(Dataset excerpt)
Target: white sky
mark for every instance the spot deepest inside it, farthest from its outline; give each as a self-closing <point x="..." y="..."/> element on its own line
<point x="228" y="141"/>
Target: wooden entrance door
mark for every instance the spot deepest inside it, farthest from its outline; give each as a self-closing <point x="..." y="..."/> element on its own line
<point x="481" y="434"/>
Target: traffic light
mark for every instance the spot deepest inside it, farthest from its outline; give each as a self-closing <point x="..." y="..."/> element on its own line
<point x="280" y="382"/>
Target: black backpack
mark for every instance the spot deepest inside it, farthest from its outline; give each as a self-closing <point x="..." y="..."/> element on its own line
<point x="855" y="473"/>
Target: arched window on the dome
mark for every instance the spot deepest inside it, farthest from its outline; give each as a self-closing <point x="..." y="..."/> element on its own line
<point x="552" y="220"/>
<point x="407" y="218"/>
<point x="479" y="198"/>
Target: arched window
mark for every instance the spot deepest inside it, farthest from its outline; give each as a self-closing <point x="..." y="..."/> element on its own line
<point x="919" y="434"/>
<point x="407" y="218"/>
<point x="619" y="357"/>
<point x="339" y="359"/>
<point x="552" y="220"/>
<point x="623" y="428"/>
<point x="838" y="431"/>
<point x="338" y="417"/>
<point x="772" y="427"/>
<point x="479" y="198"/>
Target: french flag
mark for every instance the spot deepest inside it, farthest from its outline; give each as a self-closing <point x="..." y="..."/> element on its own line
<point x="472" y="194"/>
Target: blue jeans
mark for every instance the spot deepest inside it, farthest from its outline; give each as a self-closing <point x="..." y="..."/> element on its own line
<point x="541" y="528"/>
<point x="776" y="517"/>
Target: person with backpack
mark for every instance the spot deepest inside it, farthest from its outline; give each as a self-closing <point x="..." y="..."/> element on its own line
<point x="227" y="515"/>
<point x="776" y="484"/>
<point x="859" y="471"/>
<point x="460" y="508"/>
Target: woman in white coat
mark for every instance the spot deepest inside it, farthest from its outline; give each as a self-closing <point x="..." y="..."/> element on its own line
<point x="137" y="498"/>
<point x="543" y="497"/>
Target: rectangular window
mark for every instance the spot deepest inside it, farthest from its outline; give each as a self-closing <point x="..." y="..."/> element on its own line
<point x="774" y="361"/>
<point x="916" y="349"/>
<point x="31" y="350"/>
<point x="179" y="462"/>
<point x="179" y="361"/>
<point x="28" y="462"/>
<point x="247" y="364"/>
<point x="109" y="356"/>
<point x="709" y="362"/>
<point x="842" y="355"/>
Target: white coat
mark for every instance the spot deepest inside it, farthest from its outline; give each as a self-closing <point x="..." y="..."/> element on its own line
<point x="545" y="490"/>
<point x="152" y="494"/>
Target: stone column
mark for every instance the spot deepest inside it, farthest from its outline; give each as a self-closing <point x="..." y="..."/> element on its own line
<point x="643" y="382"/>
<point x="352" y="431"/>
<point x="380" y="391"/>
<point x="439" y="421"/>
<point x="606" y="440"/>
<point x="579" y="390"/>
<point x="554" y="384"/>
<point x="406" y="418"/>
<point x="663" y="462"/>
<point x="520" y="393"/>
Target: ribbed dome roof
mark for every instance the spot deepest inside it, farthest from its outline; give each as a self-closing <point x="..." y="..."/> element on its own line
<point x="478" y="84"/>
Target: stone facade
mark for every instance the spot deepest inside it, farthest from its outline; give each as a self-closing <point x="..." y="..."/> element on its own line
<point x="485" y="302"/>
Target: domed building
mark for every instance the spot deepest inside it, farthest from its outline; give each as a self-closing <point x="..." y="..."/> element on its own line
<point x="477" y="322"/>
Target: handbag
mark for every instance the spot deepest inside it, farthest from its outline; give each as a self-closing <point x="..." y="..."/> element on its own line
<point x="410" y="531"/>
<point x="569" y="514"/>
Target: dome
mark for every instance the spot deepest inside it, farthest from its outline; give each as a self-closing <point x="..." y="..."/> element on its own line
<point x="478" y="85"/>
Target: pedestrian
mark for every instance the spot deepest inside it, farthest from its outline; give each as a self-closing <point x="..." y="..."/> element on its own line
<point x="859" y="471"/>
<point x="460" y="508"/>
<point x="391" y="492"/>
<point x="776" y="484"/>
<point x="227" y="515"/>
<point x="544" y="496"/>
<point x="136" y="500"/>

What this task involves: Can you rewrite all the records above as a JSON list of strings, one string for each line, with blank lines left out?

Task response:
[
  "Target: white sky",
  "mark for every instance the spot deepest inside it, farthest from its outline; give each as a self-closing <point x=\"...\" y=\"...\"/> element on its own line",
  "<point x=\"228\" y=\"141\"/>",
  "Target: wooden entrance door",
  "mark for every instance the spot deepest inside it, farthest from its outline; give each as a self-closing <point x=\"...\" y=\"...\"/> element on its own line",
  "<point x=\"481\" y=\"434\"/>",
  "Target: traffic light",
  "mark for every instance the spot deepest inside it, farthest from its outline; give each as a self-closing <point x=\"...\" y=\"...\"/> element on its own line",
  "<point x=\"280\" y=\"382\"/>",
  "Target: black backpack",
  "mark for every instance the spot deepest inside it, farthest from its outline; give each as a self-closing <point x=\"...\" y=\"...\"/> element on its own line",
  "<point x=\"855\" y=\"473\"/>",
  "Target: arched window on the dome",
  "mark for every instance the spot deepest inside it, farthest from its outline; give each as a self-closing <point x=\"...\" y=\"...\"/> element on its own line",
  "<point x=\"552\" y=\"220\"/>",
  "<point x=\"407\" y=\"218\"/>",
  "<point x=\"479\" y=\"198\"/>",
  "Target: arched window",
  "mark for every instance the spot deepest inside it, farthest from its outline; give each as a self-closing <point x=\"...\" y=\"...\"/> element on its own line",
  "<point x=\"919\" y=\"434\"/>",
  "<point x=\"407\" y=\"218\"/>",
  "<point x=\"619\" y=\"357\"/>",
  "<point x=\"339\" y=\"359\"/>",
  "<point x=\"552\" y=\"220\"/>",
  "<point x=\"623\" y=\"428\"/>",
  "<point x=\"838\" y=\"431\"/>",
  "<point x=\"338\" y=\"417\"/>",
  "<point x=\"772\" y=\"427\"/>",
  "<point x=\"479\" y=\"198\"/>",
  "Target: french flag",
  "mark for every instance the spot deepest inside it, farthest from its outline; give each as a self-closing <point x=\"...\" y=\"...\"/> element on its own line",
  "<point x=\"472\" y=\"194\"/>",
  "Target: blue jeans",
  "mark for every instance the spot deepest inside it, farthest from its outline; give each as a self-closing <point x=\"...\" y=\"...\"/> element on its own line",
  "<point x=\"541\" y=\"528\"/>",
  "<point x=\"776\" y=\"517\"/>",
  "Target: person with backpack",
  "mark for every instance the spot deepest inside it, farthest from its outline; give each as a self-closing <point x=\"...\" y=\"...\"/> element on its own line",
  "<point x=\"227\" y=\"515\"/>",
  "<point x=\"776\" y=\"484\"/>",
  "<point x=\"859\" y=\"471\"/>",
  "<point x=\"460\" y=\"508\"/>",
  "Target: woman in white coat",
  "mark for every instance the spot deepest inside it, farthest from its outline; give each as a self-closing <point x=\"...\" y=\"...\"/> element on its own line",
  "<point x=\"137\" y=\"498\"/>",
  "<point x=\"543\" y=\"497\"/>",
  "Target: rectangular window",
  "mark for every instance the spot deepest inside it, farthest from its outline; give each as a self-closing <point x=\"...\" y=\"...\"/> element on its own line",
  "<point x=\"774\" y=\"361\"/>",
  "<point x=\"916\" y=\"349\"/>",
  "<point x=\"31\" y=\"350\"/>",
  "<point x=\"179\" y=\"462\"/>",
  "<point x=\"179\" y=\"361\"/>",
  "<point x=\"28\" y=\"462\"/>",
  "<point x=\"247\" y=\"364\"/>",
  "<point x=\"109\" y=\"356\"/>",
  "<point x=\"709\" y=\"362\"/>",
  "<point x=\"842\" y=\"355\"/>",
  "Target: white coat",
  "mark for every instance the spot deepest inside it, farthest from its outline; give each as a self-closing <point x=\"...\" y=\"...\"/> element on its own line",
  "<point x=\"545\" y=\"490\"/>",
  "<point x=\"152\" y=\"494\"/>",
  "Target: stone column",
  "mark for every instance the spot deepest inside it, farthest from its outline; give each as a self-closing <point x=\"...\" y=\"...\"/> element on its own line",
  "<point x=\"643\" y=\"382\"/>",
  "<point x=\"352\" y=\"431\"/>",
  "<point x=\"380\" y=\"391\"/>",
  "<point x=\"439\" y=\"421\"/>",
  "<point x=\"606\" y=\"440\"/>",
  "<point x=\"579\" y=\"390\"/>",
  "<point x=\"554\" y=\"384\"/>",
  "<point x=\"406\" y=\"418\"/>",
  "<point x=\"663\" y=\"462\"/>",
  "<point x=\"520\" y=\"393\"/>",
  "Target: ribbed dome roof",
  "mark for every instance the spot deepest inside it, farthest from its outline; give each as a self-closing <point x=\"...\" y=\"...\"/> element on its own line",
  "<point x=\"478\" y=\"84\"/>",
  "Target: stone facade",
  "mark for every instance the spot deepest inside it, farthest from its outline; give each as a self-closing <point x=\"...\" y=\"...\"/> element on its own line",
  "<point x=\"485\" y=\"302\"/>",
  "Target: domed building",
  "mark for every instance the spot deepest inside it, farthest from its outline; give each as a self-closing <point x=\"...\" y=\"...\"/> element on its own line",
  "<point x=\"477\" y=\"322\"/>",
  "Target: handbag",
  "mark for every instance the spot deepest inside it, farthest from its outline; give each as a self-closing <point x=\"...\" y=\"...\"/> element on its own line",
  "<point x=\"410\" y=\"531\"/>",
  "<point x=\"569\" y=\"514\"/>",
  "Target: dome",
  "mark for every instance the spot deepest inside it, farthest from its outline; give each as a self-closing <point x=\"...\" y=\"...\"/> element on its own line",
  "<point x=\"478\" y=\"85\"/>",
  "Target: pedestrian",
  "mark for every instance the spot deepest inside it, farthest from its outline; give each as a self-closing <point x=\"...\" y=\"...\"/> element on its own line",
  "<point x=\"859\" y=\"471\"/>",
  "<point x=\"460\" y=\"508\"/>",
  "<point x=\"391\" y=\"492\"/>",
  "<point x=\"776\" y=\"484\"/>",
  "<point x=\"227\" y=\"515\"/>",
  "<point x=\"544\" y=\"496\"/>",
  "<point x=\"136\" y=\"500\"/>"
]